_THE PROBLEM_. Express the rows below as a Markdown table with the columns Row and Line. Give one table row per nonblank line, number them in order, and leave the pictures out.

━━━ DATA SUPPLIED

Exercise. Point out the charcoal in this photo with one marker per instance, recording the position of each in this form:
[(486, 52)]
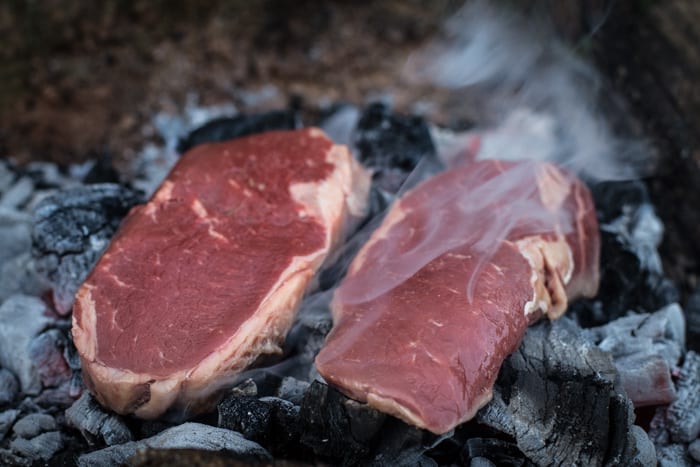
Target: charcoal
[(9, 387), (270, 421), (222, 129), (43, 446), (88, 416), (340, 124), (71, 229), (683, 416), (33, 424), (62, 396), (399, 444), (185, 436), (18, 275), (645, 348), (674, 455), (494, 451), (7, 418), (554, 377), (22, 318), (392, 145), (18, 194), (15, 233), (694, 450), (692, 314), (46, 351), (336, 427), (292, 390), (481, 462), (631, 276)]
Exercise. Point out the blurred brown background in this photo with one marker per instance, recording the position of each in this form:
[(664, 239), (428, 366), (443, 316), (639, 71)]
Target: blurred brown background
[(80, 79)]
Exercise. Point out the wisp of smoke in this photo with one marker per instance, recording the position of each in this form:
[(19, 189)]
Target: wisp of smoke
[(546, 100)]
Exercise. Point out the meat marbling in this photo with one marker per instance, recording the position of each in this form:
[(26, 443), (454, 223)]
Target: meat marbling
[(206, 276), (446, 286)]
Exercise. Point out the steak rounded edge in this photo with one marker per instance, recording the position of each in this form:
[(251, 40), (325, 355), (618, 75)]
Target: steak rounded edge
[(206, 276), (446, 286)]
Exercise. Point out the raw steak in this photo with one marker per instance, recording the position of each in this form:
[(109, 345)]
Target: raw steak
[(206, 276), (445, 288)]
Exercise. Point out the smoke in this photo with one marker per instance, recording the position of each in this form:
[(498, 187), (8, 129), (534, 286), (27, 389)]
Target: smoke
[(541, 101)]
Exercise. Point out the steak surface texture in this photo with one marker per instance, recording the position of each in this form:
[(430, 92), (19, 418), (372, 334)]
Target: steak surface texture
[(206, 277), (446, 286)]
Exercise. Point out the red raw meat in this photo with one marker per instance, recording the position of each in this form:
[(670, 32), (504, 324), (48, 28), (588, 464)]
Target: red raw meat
[(445, 288), (206, 277)]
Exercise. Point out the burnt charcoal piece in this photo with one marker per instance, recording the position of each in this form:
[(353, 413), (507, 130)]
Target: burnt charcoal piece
[(46, 351), (270, 421), (185, 436), (683, 416), (336, 427), (9, 387), (692, 316), (645, 347), (87, 416), (499, 452), (555, 378), (222, 129), (71, 229), (631, 276), (392, 144)]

━━━━━━

_FINAL RESULT_.
| Row | Line |
|---|---|
| 1 | Exercise. Point out the charcoal in this photo with one marker per instance, recording the position of each in this form: |
| 2 | [(486, 52)] |
| 3 | Target: charcoal |
| 4 | [(9, 387), (270, 421), (222, 129), (43, 446), (88, 416), (340, 124), (71, 229), (683, 416), (33, 424), (62, 396), (399, 444), (185, 436), (18, 275), (645, 348), (674, 455), (494, 451), (7, 418), (554, 377), (22, 318), (392, 145), (18, 194), (15, 233), (694, 450), (692, 314), (46, 351), (336, 427), (292, 390), (481, 462), (631, 276)] |
| 5 | Exercise. Point out the blurred brown background in this photo with one marker per instance, recording the position of each in this form: |
| 6 | [(664, 239), (428, 366), (443, 316), (639, 71)] |
| 7 | Target: blurred brown background |
| 8 | [(80, 79)] |
| 9 | Exercise. Point out the wisp of smoke in this photo with one marker per instance, recording the position of each in this form: |
| 10 | [(19, 189)] |
| 11 | Target: wisp of smoke |
| 12 | [(546, 100)] |
| 13 | Exercise. Point out the meat marbling in this photo with one marker per instance, recording the position of each in this form: |
| 14 | [(26, 443), (454, 223)] |
| 15 | Target: meat marbling |
| 16 | [(206, 276), (446, 286)] |
| 17 | Exercise. Point out the steak rounded edge in this photo with one marker per instance, recording the position of each in this form: |
| 18 | [(251, 40), (325, 355), (618, 75)] |
| 19 | Target: steak rounded edge |
| 20 | [(206, 276), (446, 286)] |
| 21 | Exercise. Point out the raw steak in this photo with one marker per instance, recording the position of each in this form: |
| 22 | [(109, 345)] |
| 23 | Target: raw steak |
| 24 | [(206, 276), (445, 288)] |
| 25 | Exercise. Point out the smoke in this photo with one marker per instance, recording the position of each in this form: |
| 26 | [(498, 187), (8, 129), (534, 286), (27, 389)] |
| 27 | Target: smoke |
| 28 | [(541, 101)] |
| 29 | Exercise. Point out the steak surface texture in this photo with one marker per instance, recording the position of each in this form: |
| 30 | [(430, 92), (19, 418), (372, 334)] |
| 31 | Target: steak surface texture |
| 32 | [(206, 277), (446, 286)] |
| 33 | Exercise. Point out the red raw meat in this photo with one marker per instance, recording the position of each in this form: |
| 34 | [(670, 32), (504, 324), (48, 28), (588, 464)] |
| 35 | Target: red raw meat |
| 36 | [(445, 288), (206, 277)] |
| 37 | Exercise. Point out the burnt charcoal piece in this photo with one marker per instance, recording the position of each in this form: |
| 38 | [(353, 413), (507, 130)] |
| 39 | Target: burnt charcoal piece |
| 40 | [(46, 351), (270, 421), (185, 436), (683, 416), (336, 427), (9, 387), (692, 316), (645, 347), (87, 416), (499, 452), (555, 378), (222, 129), (71, 229), (631, 276), (392, 144)] |